The Kappa Lambda Chi fraternity, an organization for members of the military, is helping retired veterans continue to serve their community.

Keith Anderson Jr., who was a Marine for six years and joined the Army after that, missed the camaraderie of military service after his 2017 retirement. He found Kappa Lambda Chi while searching for something to replace it.

"Veterans transitioning out of the military, they have nowhere to turn to, but now that the fraternity is around — the fraternity has been around six years coming this summer — they have another avenue they can look at to continue that brotherhood they had," Anderson said.

He said sharing similar experiences forges a bond between soldiers that is often missing once they retire from the service.

"It takes someone like us to know us and to know the things we went through, and this brotherhood we have is crazy," Anderson said. "I can pick up the phone and call California and say, 'Hey I’m on my way to your town.' 'Alright, VP, I got you — pick you up at the airport, take you out to dinner.' Just to be able to sit down and talk and build that relationship with one another, it’s a great thing."

Four months ago, the Cincinnati detachment of Kappa Lambda Chi became a full-fledged chapter of the fraternity, along with roughly 28 other veterans from bigger cities in the Midwest including Columbus, Detroit and Chicago.

Data records
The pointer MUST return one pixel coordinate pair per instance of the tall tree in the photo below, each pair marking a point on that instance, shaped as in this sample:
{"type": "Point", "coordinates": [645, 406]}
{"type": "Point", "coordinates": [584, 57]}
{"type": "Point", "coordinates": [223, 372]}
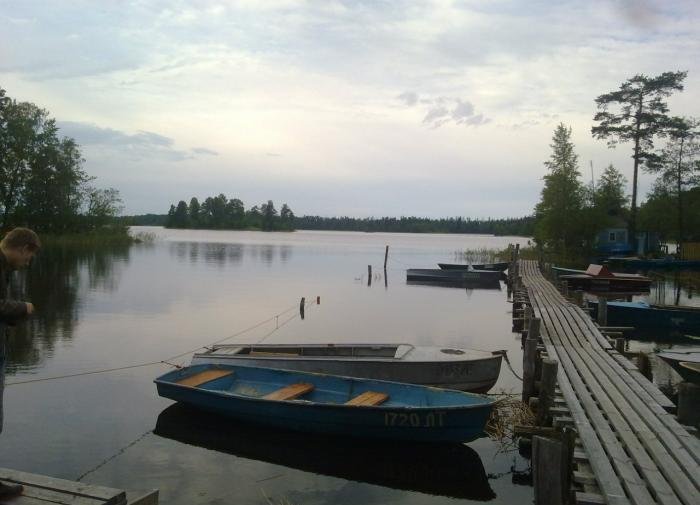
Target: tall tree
{"type": "Point", "coordinates": [641, 115]}
{"type": "Point", "coordinates": [195, 211]}
{"type": "Point", "coordinates": [559, 212]}
{"type": "Point", "coordinates": [678, 164]}
{"type": "Point", "coordinates": [609, 194]}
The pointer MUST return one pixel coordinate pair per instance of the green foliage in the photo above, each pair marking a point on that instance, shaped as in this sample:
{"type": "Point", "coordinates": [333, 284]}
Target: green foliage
{"type": "Point", "coordinates": [220, 213]}
{"type": "Point", "coordinates": [522, 226]}
{"type": "Point", "coordinates": [562, 221]}
{"type": "Point", "coordinates": [641, 115]}
{"type": "Point", "coordinates": [42, 181]}
{"type": "Point", "coordinates": [678, 170]}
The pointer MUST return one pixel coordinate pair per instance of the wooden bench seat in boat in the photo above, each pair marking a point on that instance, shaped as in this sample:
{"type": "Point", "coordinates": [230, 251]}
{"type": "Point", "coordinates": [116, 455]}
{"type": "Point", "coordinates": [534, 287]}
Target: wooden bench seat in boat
{"type": "Point", "coordinates": [290, 392]}
{"type": "Point", "coordinates": [202, 377]}
{"type": "Point", "coordinates": [368, 398]}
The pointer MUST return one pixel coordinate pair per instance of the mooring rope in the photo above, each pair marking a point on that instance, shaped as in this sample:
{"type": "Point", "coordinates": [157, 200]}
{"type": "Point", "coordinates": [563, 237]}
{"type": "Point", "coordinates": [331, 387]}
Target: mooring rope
{"type": "Point", "coordinates": [167, 361]}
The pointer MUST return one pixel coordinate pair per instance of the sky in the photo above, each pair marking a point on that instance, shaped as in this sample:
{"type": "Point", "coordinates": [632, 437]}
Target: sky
{"type": "Point", "coordinates": [360, 108]}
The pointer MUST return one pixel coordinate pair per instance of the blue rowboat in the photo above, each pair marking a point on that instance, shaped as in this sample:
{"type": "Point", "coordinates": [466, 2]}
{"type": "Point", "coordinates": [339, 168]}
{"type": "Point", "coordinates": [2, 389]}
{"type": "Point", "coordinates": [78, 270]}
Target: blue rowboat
{"type": "Point", "coordinates": [330, 404]}
{"type": "Point", "coordinates": [645, 316]}
{"type": "Point", "coordinates": [500, 266]}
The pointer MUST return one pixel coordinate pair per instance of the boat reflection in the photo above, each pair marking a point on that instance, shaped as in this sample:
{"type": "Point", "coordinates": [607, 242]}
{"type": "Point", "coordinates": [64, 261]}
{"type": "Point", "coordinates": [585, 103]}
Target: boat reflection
{"type": "Point", "coordinates": [453, 470]}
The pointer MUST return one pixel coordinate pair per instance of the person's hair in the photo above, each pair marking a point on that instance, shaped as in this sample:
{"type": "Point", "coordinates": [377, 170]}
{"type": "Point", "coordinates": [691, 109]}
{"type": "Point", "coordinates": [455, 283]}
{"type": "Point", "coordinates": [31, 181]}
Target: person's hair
{"type": "Point", "coordinates": [21, 237]}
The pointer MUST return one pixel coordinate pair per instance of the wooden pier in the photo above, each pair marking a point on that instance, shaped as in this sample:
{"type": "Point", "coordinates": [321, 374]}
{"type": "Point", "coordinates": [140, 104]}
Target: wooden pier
{"type": "Point", "coordinates": [42, 490]}
{"type": "Point", "coordinates": [614, 437]}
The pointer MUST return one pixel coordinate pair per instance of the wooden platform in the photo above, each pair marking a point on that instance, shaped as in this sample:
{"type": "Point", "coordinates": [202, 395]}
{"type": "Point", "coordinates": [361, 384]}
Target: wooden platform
{"type": "Point", "coordinates": [42, 490]}
{"type": "Point", "coordinates": [638, 453]}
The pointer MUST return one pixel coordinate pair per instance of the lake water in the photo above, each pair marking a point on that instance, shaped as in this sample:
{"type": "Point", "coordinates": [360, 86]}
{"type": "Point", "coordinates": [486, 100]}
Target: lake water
{"type": "Point", "coordinates": [122, 306]}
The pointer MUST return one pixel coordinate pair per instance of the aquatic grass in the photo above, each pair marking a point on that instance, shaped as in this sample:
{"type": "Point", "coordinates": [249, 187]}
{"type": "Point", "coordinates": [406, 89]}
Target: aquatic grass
{"type": "Point", "coordinates": [507, 413]}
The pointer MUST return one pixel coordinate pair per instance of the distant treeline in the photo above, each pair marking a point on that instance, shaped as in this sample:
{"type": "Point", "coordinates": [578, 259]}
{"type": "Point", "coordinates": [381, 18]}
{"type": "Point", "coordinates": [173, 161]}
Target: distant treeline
{"type": "Point", "coordinates": [220, 213]}
{"type": "Point", "coordinates": [523, 226]}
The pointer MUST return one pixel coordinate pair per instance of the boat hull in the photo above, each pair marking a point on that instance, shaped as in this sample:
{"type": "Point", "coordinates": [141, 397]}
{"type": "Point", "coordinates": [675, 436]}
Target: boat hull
{"type": "Point", "coordinates": [453, 276]}
{"type": "Point", "coordinates": [499, 267]}
{"type": "Point", "coordinates": [242, 399]}
{"type": "Point", "coordinates": [644, 316]}
{"type": "Point", "coordinates": [473, 375]}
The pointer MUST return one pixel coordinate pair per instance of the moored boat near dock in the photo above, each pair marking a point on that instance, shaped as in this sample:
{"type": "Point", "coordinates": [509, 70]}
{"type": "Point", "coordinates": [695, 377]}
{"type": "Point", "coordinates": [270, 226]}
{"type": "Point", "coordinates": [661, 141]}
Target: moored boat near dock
{"type": "Point", "coordinates": [599, 278]}
{"type": "Point", "coordinates": [453, 276]}
{"type": "Point", "coordinates": [453, 368]}
{"type": "Point", "coordinates": [645, 316]}
{"type": "Point", "coordinates": [499, 266]}
{"type": "Point", "coordinates": [330, 404]}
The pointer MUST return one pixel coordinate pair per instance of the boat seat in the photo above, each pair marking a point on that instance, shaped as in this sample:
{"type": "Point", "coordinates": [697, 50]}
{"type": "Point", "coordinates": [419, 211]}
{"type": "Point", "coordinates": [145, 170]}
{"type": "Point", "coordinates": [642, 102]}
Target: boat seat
{"type": "Point", "coordinates": [368, 398]}
{"type": "Point", "coordinates": [290, 392]}
{"type": "Point", "coordinates": [202, 377]}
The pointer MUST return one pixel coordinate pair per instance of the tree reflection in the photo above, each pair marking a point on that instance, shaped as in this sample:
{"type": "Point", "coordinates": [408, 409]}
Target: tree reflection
{"type": "Point", "coordinates": [54, 283]}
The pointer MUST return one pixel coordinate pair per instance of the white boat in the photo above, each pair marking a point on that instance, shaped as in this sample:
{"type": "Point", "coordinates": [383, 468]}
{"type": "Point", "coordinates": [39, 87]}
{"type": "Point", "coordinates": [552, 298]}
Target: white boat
{"type": "Point", "coordinates": [453, 368]}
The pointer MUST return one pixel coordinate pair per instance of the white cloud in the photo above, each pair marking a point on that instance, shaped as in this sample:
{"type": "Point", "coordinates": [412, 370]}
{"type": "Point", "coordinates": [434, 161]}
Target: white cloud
{"type": "Point", "coordinates": [274, 95]}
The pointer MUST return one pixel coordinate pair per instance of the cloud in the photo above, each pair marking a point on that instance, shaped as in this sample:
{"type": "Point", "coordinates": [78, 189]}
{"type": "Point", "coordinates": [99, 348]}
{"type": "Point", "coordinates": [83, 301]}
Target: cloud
{"type": "Point", "coordinates": [136, 146]}
{"type": "Point", "coordinates": [409, 98]}
{"type": "Point", "coordinates": [443, 110]}
{"type": "Point", "coordinates": [205, 151]}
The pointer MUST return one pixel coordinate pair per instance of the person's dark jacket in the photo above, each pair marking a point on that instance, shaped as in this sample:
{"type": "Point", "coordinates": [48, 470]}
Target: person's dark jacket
{"type": "Point", "coordinates": [11, 311]}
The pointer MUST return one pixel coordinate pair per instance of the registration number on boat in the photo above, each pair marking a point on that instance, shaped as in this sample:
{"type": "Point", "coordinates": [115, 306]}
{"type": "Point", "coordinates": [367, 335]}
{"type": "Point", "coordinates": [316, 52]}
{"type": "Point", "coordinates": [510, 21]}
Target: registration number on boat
{"type": "Point", "coordinates": [415, 420]}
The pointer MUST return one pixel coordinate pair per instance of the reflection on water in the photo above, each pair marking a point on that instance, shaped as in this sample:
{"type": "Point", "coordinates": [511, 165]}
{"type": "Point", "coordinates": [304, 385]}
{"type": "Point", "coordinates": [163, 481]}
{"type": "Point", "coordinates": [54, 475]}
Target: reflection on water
{"type": "Point", "coordinates": [54, 283]}
{"type": "Point", "coordinates": [453, 470]}
{"type": "Point", "coordinates": [100, 309]}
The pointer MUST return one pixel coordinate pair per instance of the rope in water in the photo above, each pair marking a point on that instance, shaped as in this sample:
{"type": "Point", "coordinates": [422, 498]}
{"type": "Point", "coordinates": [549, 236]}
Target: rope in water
{"type": "Point", "coordinates": [172, 358]}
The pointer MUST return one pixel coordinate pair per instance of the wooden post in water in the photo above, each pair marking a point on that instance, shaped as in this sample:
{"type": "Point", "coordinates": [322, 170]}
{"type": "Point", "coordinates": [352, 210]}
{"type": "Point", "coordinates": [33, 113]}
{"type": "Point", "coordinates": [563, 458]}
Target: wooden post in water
{"type": "Point", "coordinates": [529, 357]}
{"type": "Point", "coordinates": [620, 345]}
{"type": "Point", "coordinates": [644, 365]}
{"type": "Point", "coordinates": [689, 404]}
{"type": "Point", "coordinates": [602, 311]}
{"type": "Point", "coordinates": [552, 469]}
{"type": "Point", "coordinates": [547, 385]}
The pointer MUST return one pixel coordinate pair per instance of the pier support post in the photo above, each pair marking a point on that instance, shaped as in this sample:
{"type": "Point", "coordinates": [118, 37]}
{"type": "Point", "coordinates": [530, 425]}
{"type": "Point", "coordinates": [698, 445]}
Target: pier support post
{"type": "Point", "coordinates": [552, 468]}
{"type": "Point", "coordinates": [620, 345]}
{"type": "Point", "coordinates": [644, 365]}
{"type": "Point", "coordinates": [602, 311]}
{"type": "Point", "coordinates": [547, 385]}
{"type": "Point", "coordinates": [529, 357]}
{"type": "Point", "coordinates": [689, 404]}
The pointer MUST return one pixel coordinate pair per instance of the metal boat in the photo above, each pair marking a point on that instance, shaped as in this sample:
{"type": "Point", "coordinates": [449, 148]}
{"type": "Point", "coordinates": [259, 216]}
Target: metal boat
{"type": "Point", "coordinates": [463, 369]}
{"type": "Point", "coordinates": [330, 404]}
{"type": "Point", "coordinates": [500, 266]}
{"type": "Point", "coordinates": [453, 276]}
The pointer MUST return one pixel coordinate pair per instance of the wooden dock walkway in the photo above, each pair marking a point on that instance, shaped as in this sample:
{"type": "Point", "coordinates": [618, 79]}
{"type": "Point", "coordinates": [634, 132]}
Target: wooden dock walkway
{"type": "Point", "coordinates": [42, 490]}
{"type": "Point", "coordinates": [636, 450]}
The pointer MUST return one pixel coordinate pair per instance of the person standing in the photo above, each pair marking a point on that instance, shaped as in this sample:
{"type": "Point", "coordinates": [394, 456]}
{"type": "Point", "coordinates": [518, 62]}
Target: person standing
{"type": "Point", "coordinates": [17, 249]}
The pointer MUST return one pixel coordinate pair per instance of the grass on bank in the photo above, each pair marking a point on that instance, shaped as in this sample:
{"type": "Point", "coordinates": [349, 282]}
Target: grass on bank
{"type": "Point", "coordinates": [107, 236]}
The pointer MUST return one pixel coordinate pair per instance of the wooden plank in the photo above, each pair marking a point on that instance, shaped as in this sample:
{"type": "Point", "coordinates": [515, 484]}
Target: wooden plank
{"type": "Point", "coordinates": [109, 496]}
{"type": "Point", "coordinates": [368, 398]}
{"type": "Point", "coordinates": [290, 392]}
{"type": "Point", "coordinates": [203, 377]}
{"type": "Point", "coordinates": [626, 425]}
{"type": "Point", "coordinates": [661, 456]}
{"type": "Point", "coordinates": [604, 452]}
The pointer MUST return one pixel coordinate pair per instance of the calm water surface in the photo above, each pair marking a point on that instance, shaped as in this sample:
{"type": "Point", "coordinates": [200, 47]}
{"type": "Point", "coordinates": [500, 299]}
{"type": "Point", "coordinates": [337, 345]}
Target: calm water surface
{"type": "Point", "coordinates": [187, 289]}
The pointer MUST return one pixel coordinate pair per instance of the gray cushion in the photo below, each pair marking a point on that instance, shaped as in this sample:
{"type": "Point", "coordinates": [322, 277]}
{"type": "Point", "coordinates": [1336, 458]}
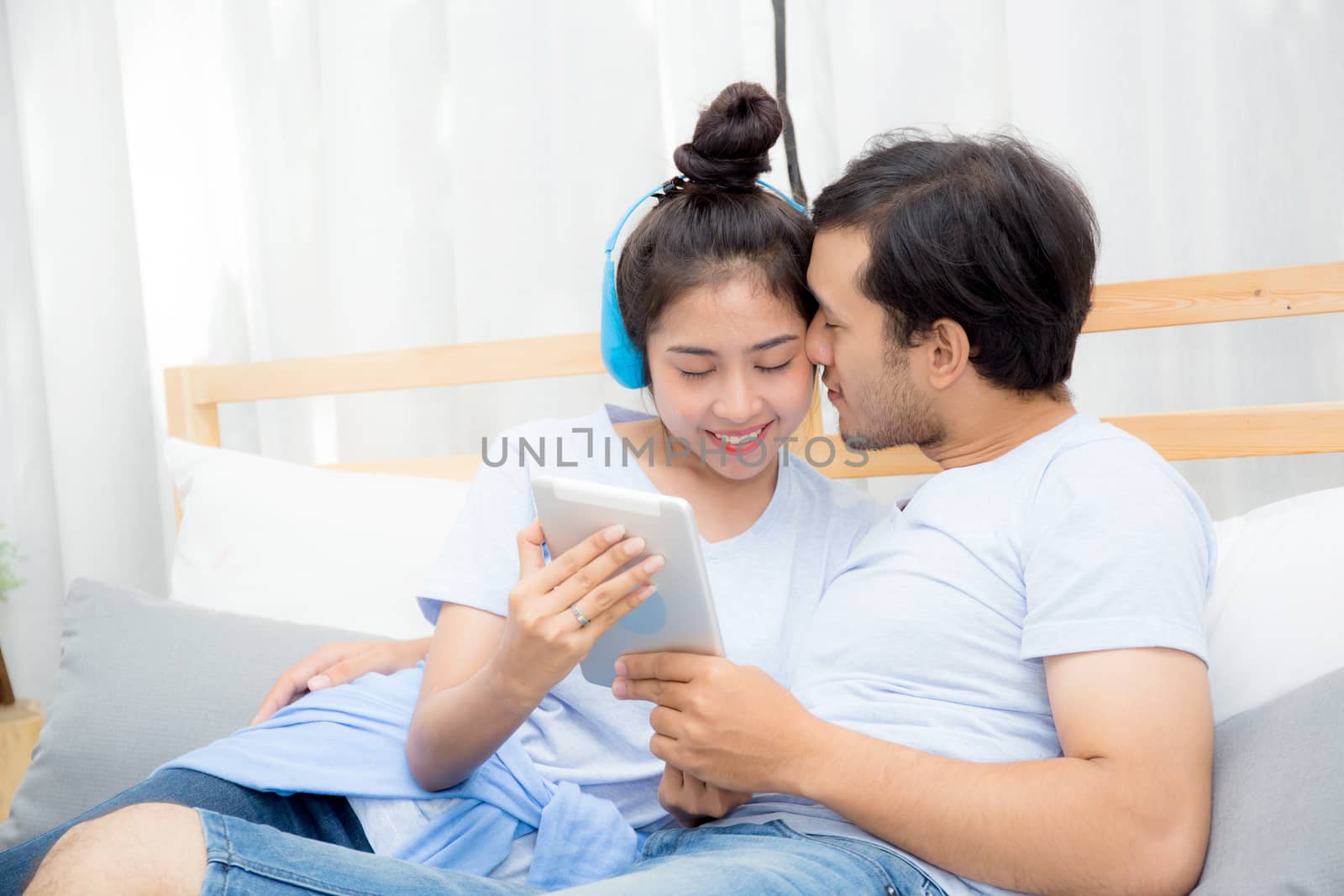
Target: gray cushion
{"type": "Point", "coordinates": [143, 680]}
{"type": "Point", "coordinates": [1278, 797]}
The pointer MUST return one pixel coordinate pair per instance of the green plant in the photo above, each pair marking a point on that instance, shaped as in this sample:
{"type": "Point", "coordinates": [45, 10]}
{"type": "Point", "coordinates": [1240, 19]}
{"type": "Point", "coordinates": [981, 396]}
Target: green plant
{"type": "Point", "coordinates": [8, 578]}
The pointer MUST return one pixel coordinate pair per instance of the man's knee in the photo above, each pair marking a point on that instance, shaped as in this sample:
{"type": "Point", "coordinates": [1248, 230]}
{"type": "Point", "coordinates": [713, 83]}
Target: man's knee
{"type": "Point", "coordinates": [150, 849]}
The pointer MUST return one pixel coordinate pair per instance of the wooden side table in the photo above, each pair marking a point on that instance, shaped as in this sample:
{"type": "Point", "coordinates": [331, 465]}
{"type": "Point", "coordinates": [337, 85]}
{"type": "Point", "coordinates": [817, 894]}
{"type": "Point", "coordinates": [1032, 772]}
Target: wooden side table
{"type": "Point", "coordinates": [19, 727]}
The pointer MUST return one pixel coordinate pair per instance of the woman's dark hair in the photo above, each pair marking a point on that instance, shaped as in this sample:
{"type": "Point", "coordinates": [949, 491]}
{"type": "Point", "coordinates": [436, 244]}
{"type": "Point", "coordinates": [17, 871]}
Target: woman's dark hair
{"type": "Point", "coordinates": [980, 230]}
{"type": "Point", "coordinates": [717, 223]}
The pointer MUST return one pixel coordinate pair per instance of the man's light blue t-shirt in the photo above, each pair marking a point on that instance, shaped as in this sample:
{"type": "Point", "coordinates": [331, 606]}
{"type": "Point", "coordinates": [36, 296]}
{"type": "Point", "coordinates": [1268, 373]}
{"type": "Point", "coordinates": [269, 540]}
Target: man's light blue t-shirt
{"type": "Point", "coordinates": [934, 633]}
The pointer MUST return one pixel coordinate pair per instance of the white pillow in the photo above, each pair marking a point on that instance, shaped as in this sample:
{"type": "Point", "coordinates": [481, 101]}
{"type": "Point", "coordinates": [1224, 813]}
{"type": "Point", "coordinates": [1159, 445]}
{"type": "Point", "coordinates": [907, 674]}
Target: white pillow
{"type": "Point", "coordinates": [1276, 617]}
{"type": "Point", "coordinates": [296, 543]}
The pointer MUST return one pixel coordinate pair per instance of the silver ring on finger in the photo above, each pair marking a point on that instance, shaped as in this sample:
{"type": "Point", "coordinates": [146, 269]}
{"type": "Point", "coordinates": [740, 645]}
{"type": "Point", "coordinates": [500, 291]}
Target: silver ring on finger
{"type": "Point", "coordinates": [584, 620]}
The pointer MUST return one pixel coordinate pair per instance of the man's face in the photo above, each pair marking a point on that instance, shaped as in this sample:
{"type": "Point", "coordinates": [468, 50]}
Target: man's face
{"type": "Point", "coordinates": [869, 375]}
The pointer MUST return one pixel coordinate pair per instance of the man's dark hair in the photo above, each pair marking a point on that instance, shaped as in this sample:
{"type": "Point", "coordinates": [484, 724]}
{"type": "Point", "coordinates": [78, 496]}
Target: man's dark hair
{"type": "Point", "coordinates": [980, 230]}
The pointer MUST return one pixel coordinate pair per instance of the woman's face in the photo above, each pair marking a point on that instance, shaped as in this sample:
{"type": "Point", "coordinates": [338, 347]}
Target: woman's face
{"type": "Point", "coordinates": [730, 375]}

Short exercise 1
In the fraternity article, how many years did Keith Anderson Jr. serve as a Marine?
Short exercise 2
Copy out the passage from the fraternity article that starts with the words containing "He said sharing" and ends with "Detroit and Chicago.".
Short exercise 3
Write what comes next in the article about the veterans' fraternity, picking up after its last sentence.
The rows are separate from the fraternity article and don't belong to it.

Task output 1
Six years.

Task output 2
He said sharing similar experiences forges a bond between soldiers that is often missing once they retire from the service.

"It takes someone like us to know us and to know the things we went through, and this brotherhood we have is crazy," Anderson said. "I can pick up the phone and call California and say, 'Hey I’m on my way to your town.' 'Alright, VP, I got you — pick you up at the airport, take you out to dinner.' Just to be able to sit down and talk and build that relationship with one another, it’s a great thing."

Four months ago, the Cincinnati detachment of Kappa Lambda Chi became a full-fledged chapter of the fraternity, along with roughly 28 other veterans from bigger cities in the Midwest including Columbus, Detroit and Chicago.

Task output 3
"It was something really exciting for us 'cause that's what we had been striving for, to become a chapter," Psi Chapter president Morris Jordan Jr. said.

Some fraternity members fulfill their community obligations at the Vineyard Cincinnati Church in Springdale.

"We're in the warehouse putting the food packages together, we're outside handing the food out to the customers," Jordan said. "It's whatever they need us to do, we do."

Anderson said the the look on people's faces when they're out helping in the community is a rewarding experience.

"Giving back to the community, that's who we are," Anderson said. "We've built playgrounds, March of Dimes, Disabled American Veteran walks in the various communities throughout the states. If we can't give back to the communities that gave back to us, then what are we doing?"